WHAT YOU SHOULD DO — Rewrite every entry below, substituting "timber" for each occurrence of "wooden" and leaving all other text unchanged.
* Start TASK INPUTS *
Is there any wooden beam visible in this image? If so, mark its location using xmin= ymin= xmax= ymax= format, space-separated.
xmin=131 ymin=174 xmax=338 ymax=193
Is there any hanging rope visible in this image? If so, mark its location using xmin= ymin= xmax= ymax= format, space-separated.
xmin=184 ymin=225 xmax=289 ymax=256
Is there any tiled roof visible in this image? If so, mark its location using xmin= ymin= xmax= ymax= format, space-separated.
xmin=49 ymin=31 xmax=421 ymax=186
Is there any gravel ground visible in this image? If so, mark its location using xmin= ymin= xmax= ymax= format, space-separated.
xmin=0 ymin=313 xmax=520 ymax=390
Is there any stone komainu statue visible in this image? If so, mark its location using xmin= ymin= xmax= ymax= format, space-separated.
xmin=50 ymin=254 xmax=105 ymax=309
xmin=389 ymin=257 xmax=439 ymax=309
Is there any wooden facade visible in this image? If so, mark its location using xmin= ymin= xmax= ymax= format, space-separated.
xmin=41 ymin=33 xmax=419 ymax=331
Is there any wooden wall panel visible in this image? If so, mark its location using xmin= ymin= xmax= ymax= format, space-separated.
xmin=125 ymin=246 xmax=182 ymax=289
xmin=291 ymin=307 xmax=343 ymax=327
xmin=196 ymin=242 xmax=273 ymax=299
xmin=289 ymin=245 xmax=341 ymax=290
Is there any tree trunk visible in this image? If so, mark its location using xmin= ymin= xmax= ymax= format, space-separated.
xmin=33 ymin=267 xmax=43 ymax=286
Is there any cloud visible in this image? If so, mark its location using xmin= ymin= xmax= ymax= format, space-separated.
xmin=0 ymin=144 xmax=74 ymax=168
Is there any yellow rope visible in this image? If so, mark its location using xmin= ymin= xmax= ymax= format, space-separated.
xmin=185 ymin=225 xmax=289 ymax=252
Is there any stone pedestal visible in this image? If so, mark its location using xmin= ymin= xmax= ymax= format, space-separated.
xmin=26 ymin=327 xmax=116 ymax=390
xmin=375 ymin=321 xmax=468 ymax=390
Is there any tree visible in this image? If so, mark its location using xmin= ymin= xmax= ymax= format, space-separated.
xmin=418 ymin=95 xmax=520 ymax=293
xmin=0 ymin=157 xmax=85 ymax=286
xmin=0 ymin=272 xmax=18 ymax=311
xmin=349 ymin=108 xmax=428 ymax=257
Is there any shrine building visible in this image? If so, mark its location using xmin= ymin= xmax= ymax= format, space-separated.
* End TASK INPUTS *
RESULT OF THIS EXERCISE —
Is there any timber beam visible in this image? If so, mark its location using xmin= ymin= xmax= ymax= format, space-separated.
xmin=131 ymin=174 xmax=338 ymax=193
Is there any hanging rope visible in this image? If so, mark its location using xmin= ymin= xmax= ymax= format, space-separated.
xmin=184 ymin=225 xmax=289 ymax=256
Is there any tiled roof visible in this image? If so, mark its location using xmin= ymin= xmax= ymax= format, space-separated.
xmin=49 ymin=31 xmax=421 ymax=186
Is there any gravel ground visible in this image? If so, mark its location using xmin= ymin= xmax= ymax= format, space-separated.
xmin=0 ymin=313 xmax=520 ymax=390
Is there any stone komainu statue visible in this image? If so, mark its location using xmin= ymin= xmax= ymax= format, space-separated.
xmin=50 ymin=254 xmax=105 ymax=309
xmin=389 ymin=257 xmax=439 ymax=309
Is there any timber facade visible in this image? If so, mark its location using xmin= ymin= xmax= ymax= format, space-separated.
xmin=41 ymin=33 xmax=419 ymax=331
Is there any timber wall panel visible in this image? If so, mark its location using xmin= ymin= xmax= ymax= format, space-separated.
xmin=125 ymin=246 xmax=182 ymax=289
xmin=291 ymin=307 xmax=343 ymax=327
xmin=196 ymin=242 xmax=273 ymax=299
xmin=289 ymin=245 xmax=341 ymax=290
Is there any tree trunk visible in this image? If so, mark its location using xmin= ymin= xmax= ymax= format, space-separated.
xmin=33 ymin=267 xmax=43 ymax=286
Is there any cloud visible in this image? If so, mark its location using xmin= ymin= xmax= ymax= format, space-separated.
xmin=0 ymin=144 xmax=74 ymax=168
Is there any yellow rope visible in this image? If so, mark its location using xmin= ymin= xmax= ymax= format, space-separated.
xmin=185 ymin=225 xmax=289 ymax=252
Is there any stone pedestal visible in this image? If so, mark its location using xmin= ymin= xmax= ymax= format, space-separated.
xmin=26 ymin=327 xmax=116 ymax=390
xmin=375 ymin=321 xmax=468 ymax=390
Is there any tree visible in this image? If so, mark its location using xmin= ymin= xmax= ymax= format, space-separated.
xmin=418 ymin=95 xmax=520 ymax=293
xmin=0 ymin=157 xmax=85 ymax=286
xmin=0 ymin=272 xmax=18 ymax=311
xmin=349 ymin=108 xmax=428 ymax=257
Is there any shrine building visible in this image? If so, mark its location using xmin= ymin= xmax= ymax= format, space-separated.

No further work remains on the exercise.